PROBLEM REQUIREMENTS: Answer with the exact lines of the following material from the one containing "point: thick main" through the one containing "point: tree branch", both end lines included.

INFORMATION SUPPLIED:
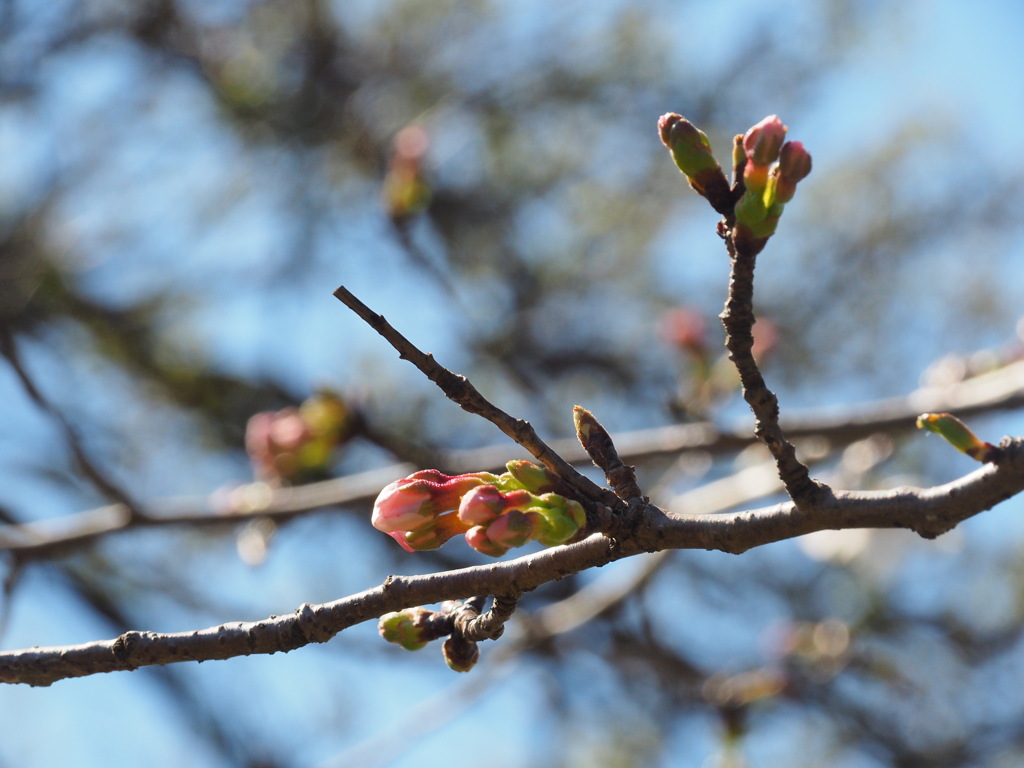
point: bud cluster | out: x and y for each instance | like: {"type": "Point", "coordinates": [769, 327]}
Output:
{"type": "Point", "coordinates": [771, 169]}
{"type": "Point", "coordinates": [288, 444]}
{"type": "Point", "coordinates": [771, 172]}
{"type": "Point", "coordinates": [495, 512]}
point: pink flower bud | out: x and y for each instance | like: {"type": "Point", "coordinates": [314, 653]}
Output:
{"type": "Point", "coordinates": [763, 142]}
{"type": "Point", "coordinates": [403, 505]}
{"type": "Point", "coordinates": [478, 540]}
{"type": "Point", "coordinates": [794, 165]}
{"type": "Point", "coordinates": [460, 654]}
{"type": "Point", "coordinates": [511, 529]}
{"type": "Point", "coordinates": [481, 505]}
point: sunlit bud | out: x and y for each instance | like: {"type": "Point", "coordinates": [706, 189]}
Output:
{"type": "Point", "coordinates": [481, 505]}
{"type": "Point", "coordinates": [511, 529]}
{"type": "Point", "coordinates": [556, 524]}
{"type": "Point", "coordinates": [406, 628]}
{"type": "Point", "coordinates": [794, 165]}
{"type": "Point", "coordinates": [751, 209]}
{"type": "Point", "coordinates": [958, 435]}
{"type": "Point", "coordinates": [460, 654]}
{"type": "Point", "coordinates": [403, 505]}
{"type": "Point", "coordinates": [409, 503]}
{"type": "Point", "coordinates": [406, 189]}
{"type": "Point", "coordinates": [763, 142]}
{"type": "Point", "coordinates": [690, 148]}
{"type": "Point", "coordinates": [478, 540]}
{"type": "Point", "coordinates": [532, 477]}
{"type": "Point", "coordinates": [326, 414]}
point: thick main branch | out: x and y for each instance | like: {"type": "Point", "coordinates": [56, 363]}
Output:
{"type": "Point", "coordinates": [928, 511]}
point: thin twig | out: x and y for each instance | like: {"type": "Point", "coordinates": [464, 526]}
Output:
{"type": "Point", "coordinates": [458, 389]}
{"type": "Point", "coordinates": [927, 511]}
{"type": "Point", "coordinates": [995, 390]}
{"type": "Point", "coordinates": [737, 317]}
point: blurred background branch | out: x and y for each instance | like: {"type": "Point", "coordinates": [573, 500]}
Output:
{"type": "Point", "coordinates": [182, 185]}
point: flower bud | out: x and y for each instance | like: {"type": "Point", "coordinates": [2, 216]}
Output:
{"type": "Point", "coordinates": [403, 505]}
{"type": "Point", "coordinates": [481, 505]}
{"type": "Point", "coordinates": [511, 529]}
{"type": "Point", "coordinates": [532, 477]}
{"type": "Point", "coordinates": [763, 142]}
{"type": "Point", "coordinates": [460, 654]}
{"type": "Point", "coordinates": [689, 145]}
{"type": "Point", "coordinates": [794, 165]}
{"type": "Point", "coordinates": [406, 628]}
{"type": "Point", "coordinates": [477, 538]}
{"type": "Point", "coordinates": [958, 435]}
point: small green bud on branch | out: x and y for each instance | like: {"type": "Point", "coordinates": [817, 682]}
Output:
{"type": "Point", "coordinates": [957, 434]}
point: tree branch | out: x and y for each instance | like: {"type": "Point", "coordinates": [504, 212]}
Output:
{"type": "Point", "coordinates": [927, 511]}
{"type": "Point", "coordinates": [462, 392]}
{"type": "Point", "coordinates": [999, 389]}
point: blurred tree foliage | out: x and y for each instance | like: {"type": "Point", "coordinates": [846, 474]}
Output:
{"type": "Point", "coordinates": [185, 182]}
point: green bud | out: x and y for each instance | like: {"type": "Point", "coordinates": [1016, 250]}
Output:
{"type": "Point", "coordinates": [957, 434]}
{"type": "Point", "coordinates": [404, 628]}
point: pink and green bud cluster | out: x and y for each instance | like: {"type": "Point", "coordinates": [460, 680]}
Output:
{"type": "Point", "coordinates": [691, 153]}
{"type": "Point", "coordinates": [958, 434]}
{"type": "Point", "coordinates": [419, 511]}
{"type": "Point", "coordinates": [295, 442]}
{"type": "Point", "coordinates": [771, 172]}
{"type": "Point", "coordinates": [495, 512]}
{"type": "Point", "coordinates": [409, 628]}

WRITTEN RESPONSE:
point: thick main branch | out: x and y for each instance | like: {"type": "Point", "coordinates": [56, 363]}
Output:
{"type": "Point", "coordinates": [928, 511]}
point: thin twig | out: x and y for each instance | like: {"type": "Point", "coordinates": [464, 526]}
Output:
{"type": "Point", "coordinates": [458, 389]}
{"type": "Point", "coordinates": [927, 511]}
{"type": "Point", "coordinates": [995, 390]}
{"type": "Point", "coordinates": [737, 317]}
point: blurred background branch | out: x and y for each instance | like: {"type": "Point", "coordinates": [573, 500]}
Output:
{"type": "Point", "coordinates": [182, 185]}
point: flower bud | out: x and y for each instance | like: {"type": "Point", "coordinates": [2, 216]}
Output:
{"type": "Point", "coordinates": [403, 505]}
{"type": "Point", "coordinates": [481, 505]}
{"type": "Point", "coordinates": [511, 529]}
{"type": "Point", "coordinates": [532, 477]}
{"type": "Point", "coordinates": [763, 142]}
{"type": "Point", "coordinates": [460, 654]}
{"type": "Point", "coordinates": [689, 145]}
{"type": "Point", "coordinates": [794, 165]}
{"type": "Point", "coordinates": [406, 628]}
{"type": "Point", "coordinates": [477, 538]}
{"type": "Point", "coordinates": [958, 435]}
point: small green bud on branch | out: x and y for each instance | like: {"type": "Point", "coordinates": [817, 682]}
Output:
{"type": "Point", "coordinates": [957, 434]}
point: tree branch | out: x and y for each instance | like: {"type": "Point", "coordinates": [504, 212]}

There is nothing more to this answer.